== Segment start ==

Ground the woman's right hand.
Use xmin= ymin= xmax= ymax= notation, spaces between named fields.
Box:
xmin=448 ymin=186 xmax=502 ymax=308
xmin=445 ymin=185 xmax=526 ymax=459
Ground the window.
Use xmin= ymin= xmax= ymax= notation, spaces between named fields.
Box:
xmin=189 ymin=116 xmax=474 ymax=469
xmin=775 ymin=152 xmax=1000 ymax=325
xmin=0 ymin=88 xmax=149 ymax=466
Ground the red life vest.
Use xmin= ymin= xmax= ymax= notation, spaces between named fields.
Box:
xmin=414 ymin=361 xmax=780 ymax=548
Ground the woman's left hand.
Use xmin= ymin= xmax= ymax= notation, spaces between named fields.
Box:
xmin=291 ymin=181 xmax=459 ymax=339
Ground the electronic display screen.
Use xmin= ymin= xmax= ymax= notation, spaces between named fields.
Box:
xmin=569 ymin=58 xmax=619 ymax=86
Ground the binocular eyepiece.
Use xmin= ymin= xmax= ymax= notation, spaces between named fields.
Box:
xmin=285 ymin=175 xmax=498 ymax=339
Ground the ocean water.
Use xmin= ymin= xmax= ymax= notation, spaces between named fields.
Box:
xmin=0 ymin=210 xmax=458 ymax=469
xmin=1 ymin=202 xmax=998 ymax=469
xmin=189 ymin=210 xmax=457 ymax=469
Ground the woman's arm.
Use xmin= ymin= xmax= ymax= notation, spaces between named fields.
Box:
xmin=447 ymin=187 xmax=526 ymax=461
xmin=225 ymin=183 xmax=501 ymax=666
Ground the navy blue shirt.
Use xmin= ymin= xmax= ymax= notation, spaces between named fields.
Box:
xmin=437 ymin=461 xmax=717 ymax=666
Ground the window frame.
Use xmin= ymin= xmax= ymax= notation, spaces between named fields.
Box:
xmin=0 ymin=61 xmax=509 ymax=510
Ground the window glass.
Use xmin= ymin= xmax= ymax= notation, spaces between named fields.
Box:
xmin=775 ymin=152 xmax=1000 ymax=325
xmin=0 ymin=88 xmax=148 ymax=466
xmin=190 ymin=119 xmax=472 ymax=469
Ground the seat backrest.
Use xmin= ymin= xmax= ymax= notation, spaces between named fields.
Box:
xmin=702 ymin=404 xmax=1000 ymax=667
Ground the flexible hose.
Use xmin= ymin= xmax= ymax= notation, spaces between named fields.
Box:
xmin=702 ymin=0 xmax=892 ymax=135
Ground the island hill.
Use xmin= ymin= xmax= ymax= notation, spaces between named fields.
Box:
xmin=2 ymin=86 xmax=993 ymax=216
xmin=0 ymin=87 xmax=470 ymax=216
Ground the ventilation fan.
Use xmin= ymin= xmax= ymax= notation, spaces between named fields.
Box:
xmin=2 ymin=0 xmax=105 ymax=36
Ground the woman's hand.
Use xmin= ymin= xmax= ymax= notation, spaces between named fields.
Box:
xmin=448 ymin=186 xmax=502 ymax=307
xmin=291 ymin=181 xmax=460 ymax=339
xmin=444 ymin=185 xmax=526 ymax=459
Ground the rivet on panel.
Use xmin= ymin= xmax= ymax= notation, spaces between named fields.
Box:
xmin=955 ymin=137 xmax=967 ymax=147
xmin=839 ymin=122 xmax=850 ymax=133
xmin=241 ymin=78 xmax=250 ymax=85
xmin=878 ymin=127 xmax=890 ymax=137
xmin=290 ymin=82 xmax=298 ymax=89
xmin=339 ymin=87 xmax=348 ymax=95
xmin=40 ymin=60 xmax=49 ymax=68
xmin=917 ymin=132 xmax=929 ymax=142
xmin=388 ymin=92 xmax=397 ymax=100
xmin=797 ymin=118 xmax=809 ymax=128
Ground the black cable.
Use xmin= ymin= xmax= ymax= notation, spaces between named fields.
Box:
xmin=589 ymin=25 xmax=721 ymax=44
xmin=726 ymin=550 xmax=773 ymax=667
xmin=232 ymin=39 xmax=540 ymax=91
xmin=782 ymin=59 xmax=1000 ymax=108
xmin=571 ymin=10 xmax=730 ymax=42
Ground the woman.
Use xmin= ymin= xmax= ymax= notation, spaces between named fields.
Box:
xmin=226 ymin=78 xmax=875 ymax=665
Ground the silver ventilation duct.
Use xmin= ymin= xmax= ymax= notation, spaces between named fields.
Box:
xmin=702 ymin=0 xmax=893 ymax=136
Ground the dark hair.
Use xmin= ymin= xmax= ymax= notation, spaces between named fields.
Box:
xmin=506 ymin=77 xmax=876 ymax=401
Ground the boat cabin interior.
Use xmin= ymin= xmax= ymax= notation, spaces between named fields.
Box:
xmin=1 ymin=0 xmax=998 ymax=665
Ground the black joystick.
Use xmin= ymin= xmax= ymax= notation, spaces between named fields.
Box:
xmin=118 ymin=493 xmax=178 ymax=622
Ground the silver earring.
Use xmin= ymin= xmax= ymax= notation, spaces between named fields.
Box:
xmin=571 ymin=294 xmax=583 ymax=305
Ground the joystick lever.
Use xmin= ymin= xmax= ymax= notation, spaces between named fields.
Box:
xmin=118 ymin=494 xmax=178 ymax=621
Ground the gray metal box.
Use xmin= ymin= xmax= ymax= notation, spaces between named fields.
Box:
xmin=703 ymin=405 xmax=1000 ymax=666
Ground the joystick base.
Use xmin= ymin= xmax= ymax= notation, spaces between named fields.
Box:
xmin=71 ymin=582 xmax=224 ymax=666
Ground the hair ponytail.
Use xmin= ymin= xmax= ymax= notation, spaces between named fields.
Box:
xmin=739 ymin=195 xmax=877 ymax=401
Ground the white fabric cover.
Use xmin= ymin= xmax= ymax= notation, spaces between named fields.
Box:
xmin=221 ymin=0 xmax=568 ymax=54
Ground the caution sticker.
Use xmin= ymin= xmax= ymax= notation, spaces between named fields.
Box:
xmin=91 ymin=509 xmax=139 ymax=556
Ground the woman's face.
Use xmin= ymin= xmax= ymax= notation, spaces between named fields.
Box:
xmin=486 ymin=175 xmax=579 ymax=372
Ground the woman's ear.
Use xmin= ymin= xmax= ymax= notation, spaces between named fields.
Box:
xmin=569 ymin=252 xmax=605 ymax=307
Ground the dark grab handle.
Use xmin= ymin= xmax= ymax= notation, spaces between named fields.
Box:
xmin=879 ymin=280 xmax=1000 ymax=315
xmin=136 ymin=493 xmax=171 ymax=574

== Segment end ==

▸ EXERCISE PROMPT
Give back each record exactly, from the first line through the last.

▸ REPLY TO THE TASK
Ground the woman's right hand.
Use xmin= ymin= xmax= ymax= notation, spaces between named fields.
Box:
xmin=448 ymin=186 xmax=502 ymax=308
xmin=445 ymin=185 xmax=526 ymax=459
Ground the window.
Use xmin= ymin= xmax= ymax= notation, spaces between named fields.
Box:
xmin=189 ymin=116 xmax=474 ymax=469
xmin=775 ymin=152 xmax=1000 ymax=325
xmin=0 ymin=88 xmax=149 ymax=466
Ground the red life vest.
Use xmin= ymin= xmax= ymax= notation, spaces between named fields.
Box:
xmin=414 ymin=361 xmax=780 ymax=548
Ground the woman's left hand.
Use xmin= ymin= xmax= ymax= notation, spaces between named fields.
Box:
xmin=291 ymin=181 xmax=459 ymax=339
Ground the electronic display screen.
Use xmin= ymin= xmax= ymax= notation, spaces between named fields.
Box:
xmin=569 ymin=58 xmax=619 ymax=86
Ground the binocular eyepiece.
Use xmin= ymin= xmax= ymax= notation, spaces between named fields.
Box:
xmin=285 ymin=175 xmax=498 ymax=339
Ground the ocean water.
Use xmin= ymin= xmax= ymax= notation, spaces between named fields.
Box:
xmin=0 ymin=210 xmax=458 ymax=469
xmin=1 ymin=202 xmax=998 ymax=469
xmin=189 ymin=210 xmax=457 ymax=469
Ground the woman's arm.
Use xmin= ymin= xmax= ymax= notation, spaces between named fields.
Box:
xmin=447 ymin=187 xmax=526 ymax=461
xmin=225 ymin=183 xmax=501 ymax=666
Ground the navy blue shirt.
Use xmin= ymin= xmax= ymax= notation, spaces between named fields.
Box:
xmin=437 ymin=461 xmax=717 ymax=666
Ground the window frame.
Use xmin= ymin= xmax= ymax= notation, spaces between named fields.
Box:
xmin=0 ymin=61 xmax=509 ymax=510
Ground the window glass.
Use xmin= ymin= xmax= ymax= notation, spaces between named fields.
Box:
xmin=775 ymin=152 xmax=1000 ymax=325
xmin=0 ymin=88 xmax=148 ymax=466
xmin=190 ymin=119 xmax=472 ymax=469
Ground the seat backrest.
Use xmin= ymin= xmax= ymax= notation, spaces between named fields.
Box:
xmin=702 ymin=404 xmax=1000 ymax=667
Ground the flexible hose.
Use xmin= ymin= xmax= ymax= notation, spaces between named fields.
Box:
xmin=702 ymin=0 xmax=892 ymax=135
Ground the island hill.
Use xmin= ymin= xmax= ymax= notation, spaces between named fields.
Box:
xmin=2 ymin=86 xmax=993 ymax=216
xmin=0 ymin=87 xmax=470 ymax=216
Ground the ventilation fan.
Use xmin= ymin= xmax= ymax= notation, spaces between named fields.
Box:
xmin=2 ymin=0 xmax=105 ymax=36
Ground the woman's hand.
Use xmin= ymin= xmax= ymax= notation, spaces between named fields.
Box:
xmin=448 ymin=186 xmax=502 ymax=307
xmin=291 ymin=181 xmax=460 ymax=339
xmin=444 ymin=185 xmax=526 ymax=459
Ground the rivet on panel.
Use xmin= ymin= xmax= ymax= notation, spaces between named fields.
Box:
xmin=955 ymin=137 xmax=967 ymax=147
xmin=839 ymin=122 xmax=850 ymax=133
xmin=241 ymin=78 xmax=250 ymax=85
xmin=878 ymin=127 xmax=890 ymax=137
xmin=290 ymin=82 xmax=298 ymax=89
xmin=339 ymin=87 xmax=348 ymax=95
xmin=40 ymin=60 xmax=49 ymax=68
xmin=917 ymin=132 xmax=929 ymax=142
xmin=388 ymin=92 xmax=397 ymax=100
xmin=797 ymin=118 xmax=809 ymax=128
Ground the black cable.
Use xmin= ymin= xmax= ymax= notation, spaces between named fields.
Box:
xmin=589 ymin=25 xmax=721 ymax=44
xmin=726 ymin=550 xmax=773 ymax=667
xmin=232 ymin=39 xmax=540 ymax=91
xmin=782 ymin=59 xmax=1000 ymax=108
xmin=571 ymin=10 xmax=730 ymax=42
Ground the woman.
Use xmin= ymin= xmax= ymax= notation, spaces between named fields.
Box:
xmin=226 ymin=78 xmax=875 ymax=665
Ground the silver ventilation duct.
Use xmin= ymin= xmax= ymax= notation, spaces between named fields.
Box:
xmin=702 ymin=0 xmax=893 ymax=136
Ground the dark hair.
Use xmin= ymin= xmax= ymax= notation, spaces between named fields.
Box:
xmin=506 ymin=77 xmax=876 ymax=401
Ground the boat cabin interior.
Use xmin= ymin= xmax= ymax= notation, spaces between named fields.
Box:
xmin=1 ymin=0 xmax=998 ymax=665
Ground the black joystick.
Use xmin= ymin= xmax= ymax= notation, spaces between named fields.
Box:
xmin=118 ymin=493 xmax=178 ymax=622
Ground the silver earring.
Use xmin= ymin= xmax= ymax= notation, spaces between named fields.
Box:
xmin=571 ymin=294 xmax=583 ymax=305
Ground the joystick lever.
Use xmin= ymin= xmax= ymax= notation, spaces between named fields.
Box:
xmin=118 ymin=494 xmax=178 ymax=621
Ground the gray metal box.
Use xmin= ymin= xmax= ymax= notation, spaces between named fields.
Box:
xmin=703 ymin=405 xmax=1000 ymax=666
Ground the joystick base.
Use xmin= ymin= xmax= ymax= notation, spaces between named fields.
Box:
xmin=71 ymin=582 xmax=224 ymax=666
Ground the hair ponytail.
Use xmin= ymin= xmax= ymax= notation, spaces between named fields.
Box:
xmin=739 ymin=195 xmax=877 ymax=401
Ground the white fabric cover.
Use xmin= ymin= xmax= ymax= notation, spaces between named fields.
Box:
xmin=221 ymin=0 xmax=568 ymax=54
Ground the caution sticker.
Use xmin= ymin= xmax= ymax= notation, spaces between named fields.
Box:
xmin=91 ymin=509 xmax=139 ymax=556
Ground the woman's face.
Use xmin= ymin= xmax= ymax= notation, spaces between named fields.
Box:
xmin=486 ymin=175 xmax=579 ymax=372
Ground the woman's ear.
Use xmin= ymin= xmax= ymax= notation, spaces between named fields.
Box:
xmin=569 ymin=252 xmax=605 ymax=307
Ground the dark grab handle.
Use xmin= ymin= xmax= ymax= notation, spaces between named fields.
Box:
xmin=879 ymin=280 xmax=1000 ymax=315
xmin=136 ymin=493 xmax=171 ymax=574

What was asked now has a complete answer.